Problem to work on |
Because the listing below is to be kept intact, restate all of it word for word.

++++++++

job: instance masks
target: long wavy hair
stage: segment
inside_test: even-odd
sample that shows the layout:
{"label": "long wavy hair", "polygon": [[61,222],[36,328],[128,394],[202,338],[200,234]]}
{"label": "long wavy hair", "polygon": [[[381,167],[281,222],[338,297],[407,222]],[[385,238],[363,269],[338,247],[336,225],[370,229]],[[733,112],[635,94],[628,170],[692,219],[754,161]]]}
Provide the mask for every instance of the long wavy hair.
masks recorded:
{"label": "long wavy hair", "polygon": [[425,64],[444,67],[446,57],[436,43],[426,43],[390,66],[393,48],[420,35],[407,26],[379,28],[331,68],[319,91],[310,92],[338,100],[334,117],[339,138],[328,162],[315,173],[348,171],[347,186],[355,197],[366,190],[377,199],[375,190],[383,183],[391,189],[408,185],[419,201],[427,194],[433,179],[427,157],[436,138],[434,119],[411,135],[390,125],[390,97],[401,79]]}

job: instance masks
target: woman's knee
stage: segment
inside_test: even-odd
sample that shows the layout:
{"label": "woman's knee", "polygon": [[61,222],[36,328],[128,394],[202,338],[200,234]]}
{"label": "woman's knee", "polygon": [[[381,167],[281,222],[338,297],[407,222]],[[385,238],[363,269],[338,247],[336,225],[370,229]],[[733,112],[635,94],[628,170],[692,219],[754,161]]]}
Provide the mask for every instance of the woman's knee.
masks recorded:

++++++++

Solution to the exercise |
job: instance masks
target: long wavy hair
stage: segment
inside_test: even-odd
sample that shows the layout:
{"label": "long wavy hair", "polygon": [[61,222],[36,328],[128,394],[202,338],[200,234]]}
{"label": "long wavy hair", "polygon": [[[381,167],[281,222],[338,297],[407,222]],[[385,238],[363,269],[338,247],[336,225],[370,229]],[[733,112],[635,94],[628,170],[692,219],[754,161]]]}
Provide the mask for every instance of the long wavy hair.
masks recorded:
{"label": "long wavy hair", "polygon": [[425,64],[444,67],[446,57],[436,43],[426,43],[390,66],[393,48],[420,35],[407,26],[379,28],[331,68],[319,91],[310,92],[338,100],[334,117],[339,138],[328,162],[315,173],[348,171],[347,186],[355,197],[366,190],[377,199],[375,190],[383,183],[391,189],[408,185],[419,201],[427,194],[433,179],[427,157],[436,138],[434,119],[411,135],[390,125],[390,97],[401,79]]}

job: instance masks
target: woman's knee
stage: segment
inside_test: even-odd
sample that shows the layout:
{"label": "woman's knee", "polygon": [[61,222],[36,328],[128,394],[202,338],[200,234]]}
{"label": "woman's knee", "polygon": [[[381,167],[281,222],[338,297],[407,222]],[[385,238],[363,269],[338,247],[336,225],[370,229]],[[733,112],[635,94],[628,170],[692,219],[754,161]]]}
Provide the mask for every instance of the woman's knee.
masks recorded:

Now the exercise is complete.